(Problem statement):
Transcribe the passage on manganese supplementation in Caco-2 cells from "In so far the" up to and including "oxygen radical production.".
[Given passage Boundary: Start]
In so far the MnSOD localization has been associated to NADH-diaphorase reactivity on gut tissue . The untreated polarized Caco-2 confluent monolayers do not display elevate histochemical signal for NADH- nor βNADPH-diaphorase, as previously reported for DT-diaphorase . Indeed, in MnOxP- and MnGluc-treated cells NADH-diaphorase is highest and increases with time, whereas βNADPH-diaphorase weakly and transiently increases, suggesting a modest activation of nitric oxide synthase . Although we cannot exclude a contribute of other enzymes of the diaphorase family to enzymatic activity observed in Caco-2 cells, the enhancement following Mn supplementation supports the activation of a reductase-based metabolism protective against oxygen radical production.
The adverse effects of Mn supplementation depend on the cell type (picomoles are toxic for astrocytes , whereas micromoles are safe for enterocytes ) and on the administration way . In our model, a sustained pERK activation, which is associated to abnormal mitochondria  and to superoxide anion production , is absent. This is demonstrated by the few more pERK granules transiently appearing inside Caco-2 cytoplasm during the first 15 min of incubation either with MnOxP or MnGluc, which revert within 60 min to the level of untreated monolayers. A transient polarization of mitochondria in MnOxP-treated monolayers accompanied the increase in pERK supportive of a mitochondria response. Indeed, long experiments demonstrated a general preservation of mitochondrial distribution in Mn-supplemented Caco-2 cells with respect to untreated cells. This observation excludes a commitment to cell death via mitochondrial dysfunction, is in agreement with morphological data, and supports the hypothesis that metal supplements may not affect Caco-2 cells viability, i.e. in these conditions MnGluc and MnOxP are not toxic for enterocytes. However, our findings are to be considered preliminary respect to the effects of MnOxP and MnGluc on gut cells in vivo. Although the general principles of nutrient risk assessment have been established, the value of controlled human studies on nutrient metabolism needs to be improved . In the nutritional field, despite the common use of supplements, the dietary quantity is crucial; a safe and adequate daily dietary intake estimated 1.8-2.3 mg Mn/day for adults . High levels of Mn are associated with neurodegenerative phenomena , whereas low doses were claimed as beneficial in prevention and treatment of osteoporosis in women .
[Given passage Boundary: End]
[Data under study Boundary: Start]
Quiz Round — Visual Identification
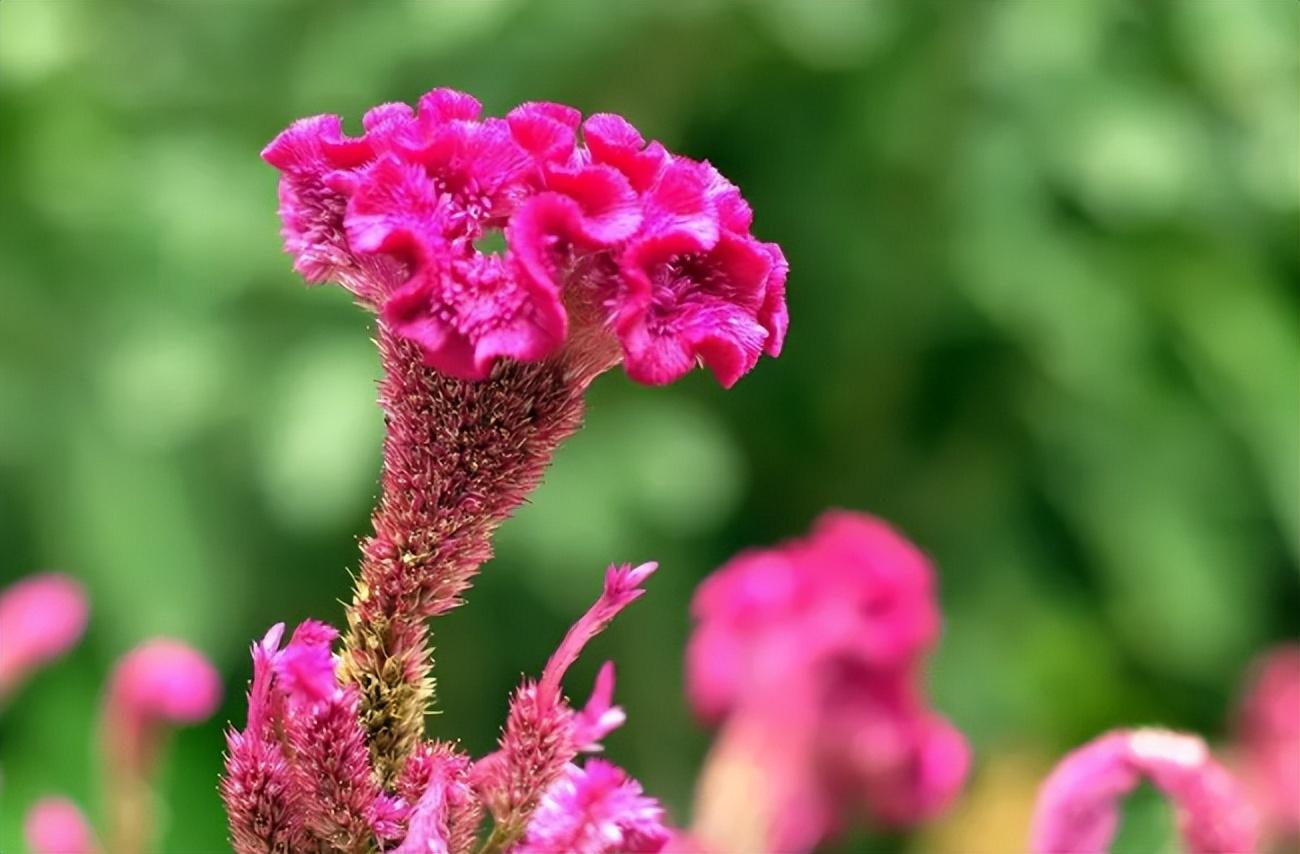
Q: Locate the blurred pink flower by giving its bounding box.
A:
[1236,645,1300,838]
[515,759,670,854]
[686,511,970,850]
[1030,729,1256,854]
[23,798,99,854]
[263,90,787,386]
[0,572,90,699]
[104,638,221,772]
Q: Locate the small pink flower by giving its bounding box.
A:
[515,759,671,854]
[475,563,658,827]
[686,512,970,850]
[1236,645,1300,838]
[23,798,99,854]
[0,572,90,699]
[1030,729,1256,854]
[263,90,787,386]
[104,638,221,772]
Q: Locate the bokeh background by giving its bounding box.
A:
[0,0,1300,854]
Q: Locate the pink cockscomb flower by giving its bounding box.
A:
[515,759,671,854]
[1236,645,1300,841]
[0,572,90,699]
[23,798,99,854]
[263,90,787,386]
[1030,729,1256,854]
[686,512,970,850]
[104,638,221,772]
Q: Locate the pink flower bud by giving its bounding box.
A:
[0,572,90,699]
[1030,729,1256,854]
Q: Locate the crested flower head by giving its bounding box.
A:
[0,572,90,698]
[263,90,787,386]
[104,638,221,771]
[1030,729,1256,854]
[23,798,99,854]
[1236,645,1300,840]
[515,759,671,854]
[686,512,970,850]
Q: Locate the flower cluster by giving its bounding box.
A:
[1030,729,1257,854]
[221,564,670,854]
[0,573,221,854]
[686,512,969,851]
[263,90,787,386]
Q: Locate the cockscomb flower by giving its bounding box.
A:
[514,759,671,854]
[1236,645,1300,840]
[686,512,969,851]
[1030,729,1256,854]
[23,798,99,854]
[0,572,90,701]
[263,90,787,386]
[263,88,787,788]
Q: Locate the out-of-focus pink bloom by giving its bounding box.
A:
[263,90,787,386]
[1236,645,1300,838]
[515,759,671,854]
[23,798,99,854]
[686,511,970,850]
[104,638,221,772]
[0,572,90,699]
[1030,729,1256,854]
[686,511,939,721]
[221,620,395,854]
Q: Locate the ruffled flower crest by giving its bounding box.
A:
[263,90,785,386]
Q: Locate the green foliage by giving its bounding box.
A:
[0,0,1300,851]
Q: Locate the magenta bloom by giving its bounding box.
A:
[23,798,99,854]
[515,759,671,854]
[1238,645,1300,838]
[0,572,90,699]
[221,620,406,853]
[104,638,221,772]
[263,90,787,386]
[1030,729,1257,854]
[686,512,969,850]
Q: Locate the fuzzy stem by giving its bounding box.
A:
[341,324,592,786]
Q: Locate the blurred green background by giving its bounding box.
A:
[0,0,1300,853]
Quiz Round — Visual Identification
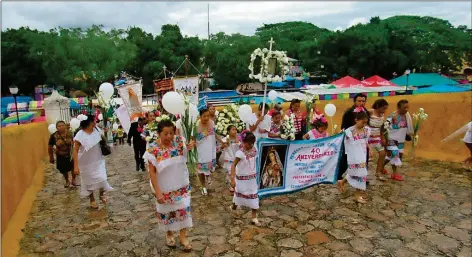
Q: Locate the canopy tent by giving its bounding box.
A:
[331,76,362,88]
[361,75,398,87]
[413,85,470,95]
[390,73,458,87]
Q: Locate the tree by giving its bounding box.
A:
[2,27,46,94]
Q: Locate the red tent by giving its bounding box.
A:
[362,75,398,87]
[331,76,362,87]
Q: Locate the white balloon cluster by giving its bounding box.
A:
[48,124,57,134]
[98,82,115,100]
[238,104,252,123]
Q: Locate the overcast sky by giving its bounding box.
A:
[2,1,472,37]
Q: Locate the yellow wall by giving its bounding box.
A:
[219,92,472,162]
[1,123,49,235]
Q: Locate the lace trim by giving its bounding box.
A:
[156,206,192,225]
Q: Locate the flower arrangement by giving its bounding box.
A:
[248,48,290,83]
[141,114,175,143]
[215,104,246,136]
[178,95,198,175]
[280,114,296,140]
[413,108,428,148]
[303,95,319,131]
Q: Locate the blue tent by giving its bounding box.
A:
[390,73,459,87]
[267,81,289,88]
[413,85,470,95]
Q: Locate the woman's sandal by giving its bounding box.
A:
[356,195,367,203]
[100,195,108,205]
[336,180,346,193]
[251,218,261,227]
[166,235,176,248]
[180,240,192,253]
[376,172,387,181]
[90,201,98,210]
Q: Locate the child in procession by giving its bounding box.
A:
[231,131,261,226]
[222,125,240,192]
[338,112,370,203]
[269,109,282,138]
[196,109,222,195]
[303,114,329,140]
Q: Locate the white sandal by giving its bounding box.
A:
[251,218,261,227]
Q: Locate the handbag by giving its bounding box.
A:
[95,128,111,156]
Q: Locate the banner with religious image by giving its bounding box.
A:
[174,76,200,106]
[117,82,144,121]
[256,133,344,198]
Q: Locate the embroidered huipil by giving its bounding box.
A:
[369,115,384,152]
[233,147,259,209]
[196,120,216,176]
[344,126,370,190]
[288,109,304,134]
[387,114,408,167]
[143,136,193,231]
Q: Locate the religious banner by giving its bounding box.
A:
[115,105,131,133]
[256,134,344,198]
[174,76,200,106]
[153,78,174,106]
[117,82,144,121]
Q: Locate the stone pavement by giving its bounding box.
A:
[19,145,472,257]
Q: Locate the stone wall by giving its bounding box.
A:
[1,123,49,235]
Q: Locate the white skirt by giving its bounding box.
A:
[233,174,259,209]
[346,163,367,190]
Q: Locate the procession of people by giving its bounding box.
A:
[49,93,472,251]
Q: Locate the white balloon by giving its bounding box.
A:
[98,82,115,100]
[69,118,80,130]
[48,124,57,134]
[238,104,252,122]
[189,103,199,121]
[325,104,336,117]
[162,91,185,115]
[269,90,278,101]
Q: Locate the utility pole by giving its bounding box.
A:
[207,4,210,40]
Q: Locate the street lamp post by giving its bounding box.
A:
[10,85,20,125]
[405,69,410,92]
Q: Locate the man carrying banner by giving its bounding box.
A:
[338,93,370,180]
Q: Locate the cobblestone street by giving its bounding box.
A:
[19,145,472,257]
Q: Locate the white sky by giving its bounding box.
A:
[2,1,472,37]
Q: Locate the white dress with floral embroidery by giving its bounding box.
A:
[196,121,216,176]
[344,126,370,190]
[233,148,259,209]
[143,136,193,231]
[74,128,113,197]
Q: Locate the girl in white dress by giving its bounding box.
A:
[73,115,113,209]
[231,131,261,226]
[338,112,370,203]
[222,125,240,192]
[248,103,272,140]
[196,109,222,195]
[303,114,329,140]
[369,99,388,181]
[143,120,195,252]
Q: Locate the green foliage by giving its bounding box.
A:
[1,16,472,94]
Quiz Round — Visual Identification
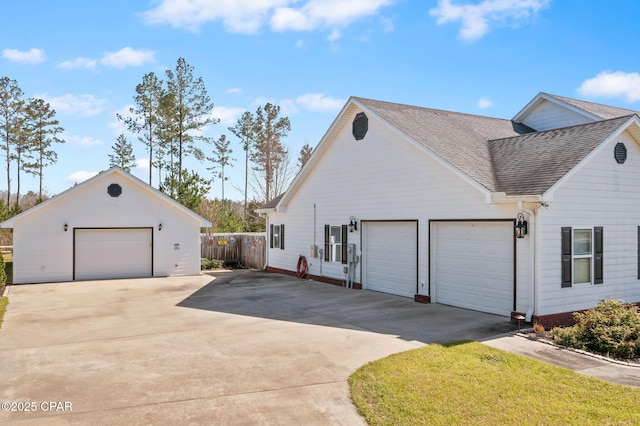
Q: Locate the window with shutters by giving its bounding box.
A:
[562,226,603,287]
[269,225,284,250]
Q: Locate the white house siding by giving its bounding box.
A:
[14,173,200,284]
[537,128,640,315]
[522,101,593,132]
[268,108,528,310]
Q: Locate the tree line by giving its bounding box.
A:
[0,58,312,232]
[114,58,312,232]
[0,77,64,214]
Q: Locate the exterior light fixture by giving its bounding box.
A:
[516,213,527,238]
[349,216,358,232]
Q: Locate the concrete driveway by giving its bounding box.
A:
[0,271,512,425]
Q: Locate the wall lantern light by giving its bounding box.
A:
[349,216,358,232]
[516,213,527,238]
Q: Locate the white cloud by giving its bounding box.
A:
[56,57,98,70]
[64,170,98,183]
[36,93,107,117]
[327,28,342,42]
[100,47,155,69]
[2,48,45,65]
[143,0,291,34]
[64,134,102,148]
[429,0,551,41]
[578,71,640,103]
[211,106,246,129]
[280,93,345,114]
[478,96,493,109]
[143,0,396,34]
[271,0,395,31]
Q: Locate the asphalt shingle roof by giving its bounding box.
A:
[353,98,533,191]
[489,115,631,195]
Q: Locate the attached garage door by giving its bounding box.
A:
[362,222,418,297]
[74,228,152,280]
[431,222,514,315]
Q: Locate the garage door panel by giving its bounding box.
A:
[432,222,514,315]
[74,228,152,280]
[362,222,417,297]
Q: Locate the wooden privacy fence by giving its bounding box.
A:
[200,232,267,269]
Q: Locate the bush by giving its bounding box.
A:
[200,257,224,269]
[551,299,640,359]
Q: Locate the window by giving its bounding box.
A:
[562,226,603,287]
[269,225,284,250]
[324,225,349,264]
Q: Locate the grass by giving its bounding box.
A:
[0,297,9,328]
[349,342,640,425]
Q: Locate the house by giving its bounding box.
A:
[0,167,211,284]
[261,93,640,324]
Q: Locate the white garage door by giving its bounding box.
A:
[431,222,514,315]
[362,222,418,297]
[74,228,152,280]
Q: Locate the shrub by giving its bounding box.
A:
[552,299,640,359]
[200,257,224,269]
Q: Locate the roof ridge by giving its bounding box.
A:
[352,96,516,123]
[488,114,640,142]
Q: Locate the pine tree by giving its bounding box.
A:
[109,134,136,172]
[207,135,236,201]
[25,98,64,198]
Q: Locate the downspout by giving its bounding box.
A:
[518,201,538,322]
[259,212,271,271]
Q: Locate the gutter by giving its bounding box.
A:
[518,201,538,322]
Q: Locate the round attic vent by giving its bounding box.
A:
[107,183,122,197]
[613,142,627,164]
[353,112,369,141]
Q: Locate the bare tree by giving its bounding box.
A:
[0,77,24,207]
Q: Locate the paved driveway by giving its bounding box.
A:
[0,271,511,425]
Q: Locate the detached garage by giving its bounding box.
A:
[0,167,211,284]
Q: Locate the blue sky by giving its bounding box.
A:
[0,0,640,200]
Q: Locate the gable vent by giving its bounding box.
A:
[107,183,122,197]
[613,142,627,164]
[353,112,369,141]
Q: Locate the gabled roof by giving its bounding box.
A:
[0,166,211,228]
[352,98,533,191]
[513,92,639,122]
[489,116,634,195]
[260,93,640,211]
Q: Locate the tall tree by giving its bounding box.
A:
[25,98,64,199]
[117,72,165,185]
[0,77,24,207]
[229,111,256,218]
[166,58,219,182]
[251,103,291,202]
[207,135,236,201]
[109,134,137,172]
[298,143,313,169]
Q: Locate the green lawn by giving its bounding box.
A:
[349,342,640,425]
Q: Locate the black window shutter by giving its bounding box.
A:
[324,225,331,262]
[562,226,571,288]
[593,226,604,284]
[342,225,349,264]
[269,225,273,248]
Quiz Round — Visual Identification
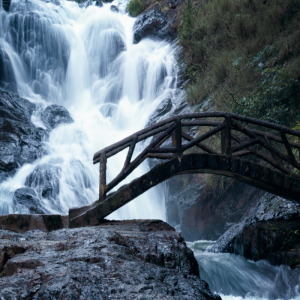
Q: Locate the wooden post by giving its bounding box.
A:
[221,117,231,155]
[99,153,107,202]
[172,119,182,157]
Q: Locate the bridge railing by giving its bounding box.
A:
[93,112,300,201]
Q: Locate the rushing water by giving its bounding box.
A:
[0,0,300,300]
[0,0,176,220]
[187,241,300,300]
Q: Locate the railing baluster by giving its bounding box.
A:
[123,135,138,169]
[221,117,231,155]
[99,153,107,202]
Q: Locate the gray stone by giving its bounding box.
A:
[0,220,221,300]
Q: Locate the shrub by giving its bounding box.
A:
[127,0,147,17]
[179,0,300,125]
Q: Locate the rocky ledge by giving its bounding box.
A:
[0,220,221,300]
[210,194,300,268]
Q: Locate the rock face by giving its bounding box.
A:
[41,104,74,129]
[0,47,17,93]
[0,0,11,11]
[0,89,49,182]
[13,187,44,214]
[211,194,300,267]
[0,220,221,300]
[133,0,183,43]
[166,174,265,241]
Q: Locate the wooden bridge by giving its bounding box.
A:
[69,112,300,227]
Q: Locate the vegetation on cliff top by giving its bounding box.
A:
[179,0,300,126]
[127,0,148,17]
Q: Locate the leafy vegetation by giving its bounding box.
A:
[179,0,300,126]
[127,0,147,17]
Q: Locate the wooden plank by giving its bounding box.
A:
[280,130,297,164]
[99,153,107,202]
[181,132,219,154]
[123,135,138,169]
[182,123,224,151]
[147,153,174,159]
[106,123,176,192]
[148,147,177,153]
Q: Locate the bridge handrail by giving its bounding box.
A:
[93,111,300,200]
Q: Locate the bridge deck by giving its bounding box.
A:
[69,112,300,227]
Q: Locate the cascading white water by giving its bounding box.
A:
[187,241,300,300]
[0,0,176,219]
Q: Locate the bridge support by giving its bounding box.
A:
[69,153,300,228]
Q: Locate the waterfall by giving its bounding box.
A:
[187,241,300,300]
[0,0,177,220]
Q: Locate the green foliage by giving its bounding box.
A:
[233,45,300,126]
[179,0,300,126]
[127,0,147,17]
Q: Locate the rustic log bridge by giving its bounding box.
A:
[70,112,300,227]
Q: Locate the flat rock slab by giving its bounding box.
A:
[0,220,221,300]
[0,214,69,233]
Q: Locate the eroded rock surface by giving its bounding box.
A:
[0,89,49,182]
[133,0,183,43]
[0,220,221,300]
[41,104,74,129]
[210,194,300,267]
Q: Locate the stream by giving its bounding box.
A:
[0,0,300,300]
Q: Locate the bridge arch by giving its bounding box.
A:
[69,153,300,227]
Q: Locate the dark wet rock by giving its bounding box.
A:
[0,89,49,182]
[0,47,18,93]
[0,0,11,11]
[133,9,175,43]
[96,0,103,7]
[41,104,74,129]
[13,187,45,214]
[147,98,173,126]
[110,5,119,12]
[0,214,69,233]
[133,0,183,43]
[0,220,221,300]
[210,194,300,267]
[25,164,61,201]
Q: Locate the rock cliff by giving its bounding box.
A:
[0,220,221,300]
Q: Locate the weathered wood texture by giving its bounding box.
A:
[69,153,300,228]
[70,112,300,227]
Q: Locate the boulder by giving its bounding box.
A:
[25,164,61,202]
[0,89,49,182]
[0,47,18,93]
[96,0,103,7]
[133,8,175,43]
[0,216,221,300]
[133,0,183,43]
[210,194,300,267]
[41,104,74,129]
[13,187,45,214]
[110,5,119,12]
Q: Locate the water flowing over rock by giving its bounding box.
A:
[0,0,177,219]
[0,220,221,300]
[0,90,49,182]
[210,194,300,267]
[133,0,183,43]
[13,187,45,214]
[0,46,17,93]
[41,104,74,129]
[133,9,176,43]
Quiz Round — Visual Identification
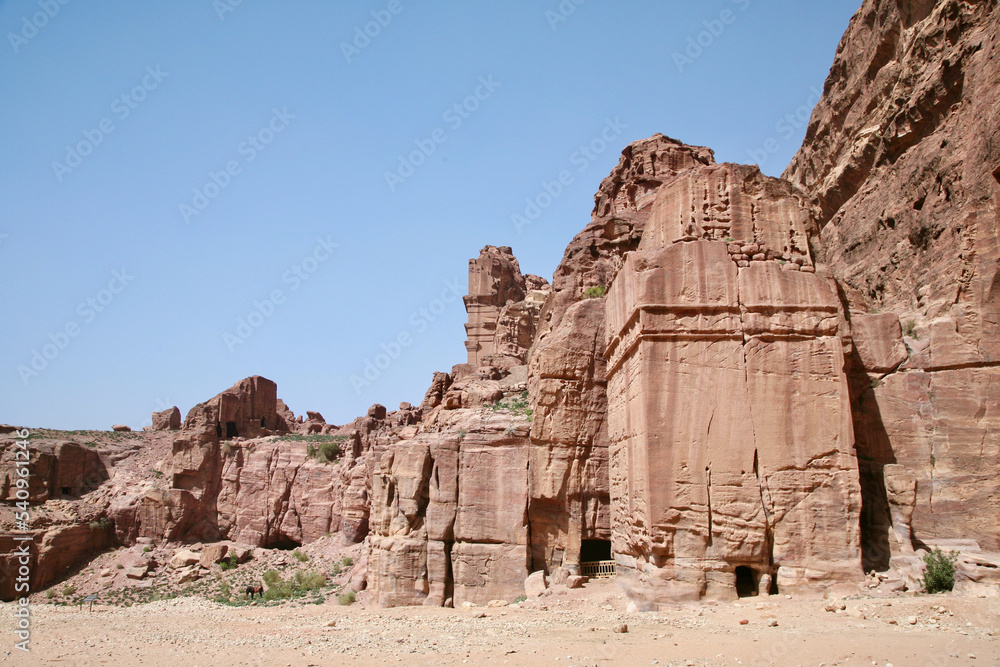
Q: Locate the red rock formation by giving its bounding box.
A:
[150,405,181,431]
[785,0,1000,569]
[607,165,861,603]
[465,246,525,366]
[0,442,108,503]
[528,134,714,571]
[Data under study Boundary: End]
(Answer to this task):
In so far the MnSOD localization has been associated to NADH-diaphorase reactivity on gut tissue . The untreated polarized Caco-2 confluent monolayers do not display elevate histochemical signal for NADH- nor βNADPH-diaphorase, as previously reported for DT-diaphorase . Indeed, in MnOxP- and MnGluc-treated cells NADH-diaphorase is highest and increases with time, whereas βNADPH-diaphorase weakly and transiently increases, suggesting a modest activation of nitric oxide synthase . Although we cannot exclude a contribute of other enzymes of the diaphorase family to enzymatic activity observed in Caco-2 cells, the enhancement following Mn supplementation supports the activation of a reductase-based metabolism protective against oxygen radical production.